It depends on how recent. Mysteria is pretty new. 

Picked Acoustic came out in September, 2019 but was not included in the Black Friday sale.


----------



## HokageKakashi (Jun 1, 2020)

TigerTheFrog said:


> Nope. Komplete 13 and Komplete Ultimate 13 have always been on track to come out in the fall.
> 
> As Komplete 10 came out in September 2014, and Komplete 11 came out in August 2016, and Komplete 12 came out in September 2018, the fall of 2020 looks like a damned good bet for Komplete 13.
> 
> ...


When a new Komplete comes out, are there usually upgrade/crossgrade options for those who have the full Kontakt and registered third-party libraries but not any previous versions of Komplete?


----------



## Mornats (Jun 2, 2020)

poetd said:


> but next year upgrade my still existing (I presume) K11U to K13U if they include enough to make it worth it?


I hope so as that's my plan too


----------



## Michel Simons (Jun 2, 2020)

But can you actually go from K10 to K12 if you already have K11U? Isn't the latest version the only one you can update or upgrade from? Just curious.


----------



## Mornats (Jun 2, 2020)

Here you go. So I've already updated K10 to K12 and it's allowing me to update my K10U to K12U.


----------



## Technostica (Jun 2, 2020)

For those starting from scratch, Komplete Select is $99 using this code at the NI store: *SELECT2020 *
Then you can Upgrade to Komplete or Komplete Ultimate.


----------



## Eptesicus (Jun 2, 2020)

Mornats said:


> Here you go. So I've already updated K10 to K12 and it's allowing me to update my K10U to K12U.



Wait so you just bought the komplete 12 update and that allowed you to update Komplete ultimate as well?


----------



## Jacob Fanto (Jun 2, 2020)

So, I heard on another thread that NI owned individual products will be discounted as well, up to 50% off. Is this true? From what I’ve researched from past summer sales, and from scanning through this thread, I can’t find anything that says so.

Another quick question - is Komplete 12 Ultimate really worth it if 13 is coming out relatively soon this fall?


----------



## Mornats (Jun 2, 2020)

poetd said:


> Sort of.
> 
> He had K10, upgraded that to K10U - but still has license for both.
> So can update K10 to K12
> ...



Yep that's absolutely right, I forgot to mention I'd previously done the K10 to K10U upgrade.


----------



## mekosmowski (Jun 2, 2020)

• [Records provided]

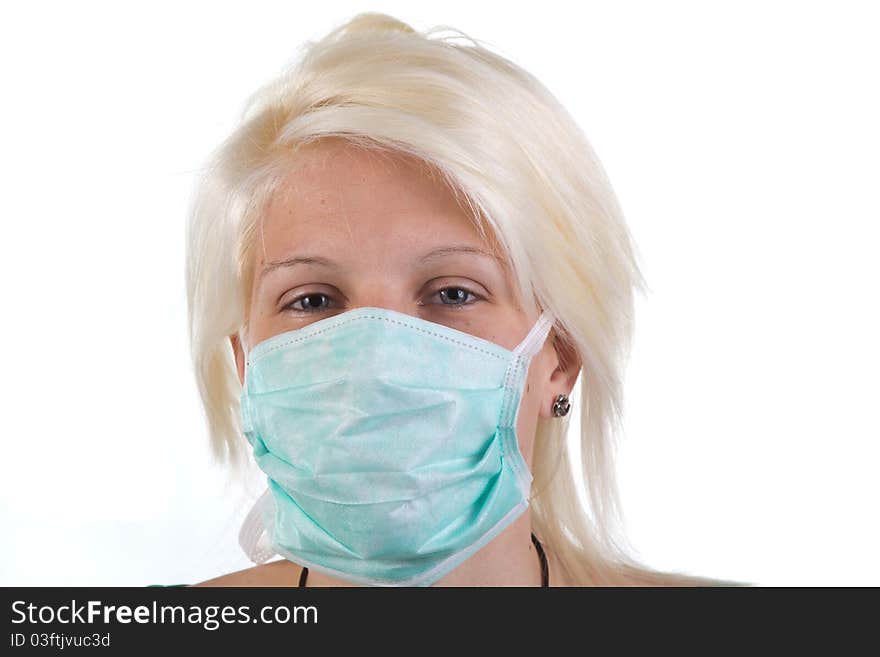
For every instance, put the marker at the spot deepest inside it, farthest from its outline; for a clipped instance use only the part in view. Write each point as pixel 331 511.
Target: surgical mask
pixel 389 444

--

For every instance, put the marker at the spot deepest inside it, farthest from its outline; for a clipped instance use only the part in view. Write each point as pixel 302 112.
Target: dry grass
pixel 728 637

==

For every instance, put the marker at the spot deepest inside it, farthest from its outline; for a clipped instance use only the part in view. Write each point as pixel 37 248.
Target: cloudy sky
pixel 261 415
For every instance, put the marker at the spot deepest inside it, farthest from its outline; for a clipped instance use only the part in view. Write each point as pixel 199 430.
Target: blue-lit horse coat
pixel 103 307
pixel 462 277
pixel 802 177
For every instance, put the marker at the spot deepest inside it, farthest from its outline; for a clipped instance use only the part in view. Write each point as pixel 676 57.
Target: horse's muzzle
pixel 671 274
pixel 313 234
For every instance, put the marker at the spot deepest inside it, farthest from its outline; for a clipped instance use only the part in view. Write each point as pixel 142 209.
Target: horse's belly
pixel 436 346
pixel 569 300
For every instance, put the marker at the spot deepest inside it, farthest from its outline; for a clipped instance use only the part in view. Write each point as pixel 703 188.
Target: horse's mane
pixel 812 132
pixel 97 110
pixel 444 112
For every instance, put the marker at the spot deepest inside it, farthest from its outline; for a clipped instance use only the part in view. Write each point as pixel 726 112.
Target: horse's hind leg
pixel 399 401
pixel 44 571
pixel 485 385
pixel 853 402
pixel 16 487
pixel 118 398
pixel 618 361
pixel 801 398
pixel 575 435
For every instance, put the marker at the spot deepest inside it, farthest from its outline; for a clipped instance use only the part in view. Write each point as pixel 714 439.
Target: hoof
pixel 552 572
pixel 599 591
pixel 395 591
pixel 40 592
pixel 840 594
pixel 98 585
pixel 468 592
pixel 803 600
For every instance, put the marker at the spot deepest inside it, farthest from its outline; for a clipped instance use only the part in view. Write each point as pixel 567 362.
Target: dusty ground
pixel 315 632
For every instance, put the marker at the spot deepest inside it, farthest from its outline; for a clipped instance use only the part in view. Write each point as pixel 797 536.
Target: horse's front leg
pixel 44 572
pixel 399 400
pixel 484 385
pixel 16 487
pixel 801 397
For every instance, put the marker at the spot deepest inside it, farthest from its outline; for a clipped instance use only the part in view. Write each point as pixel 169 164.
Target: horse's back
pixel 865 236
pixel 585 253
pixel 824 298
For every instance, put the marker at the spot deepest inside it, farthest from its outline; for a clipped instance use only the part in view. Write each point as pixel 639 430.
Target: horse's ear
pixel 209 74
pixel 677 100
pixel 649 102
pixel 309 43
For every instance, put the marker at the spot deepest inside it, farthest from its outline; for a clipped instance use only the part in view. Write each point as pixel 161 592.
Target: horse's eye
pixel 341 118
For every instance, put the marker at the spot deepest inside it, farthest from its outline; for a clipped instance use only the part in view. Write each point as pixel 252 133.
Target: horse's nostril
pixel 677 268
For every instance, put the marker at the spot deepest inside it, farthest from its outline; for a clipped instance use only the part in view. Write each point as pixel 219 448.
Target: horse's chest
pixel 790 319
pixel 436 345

• [Written problem] According to the forum thread, when did Komplete 11 come out? Rely only on the forum thread for your answer.

• [Result for this exercise] August 2016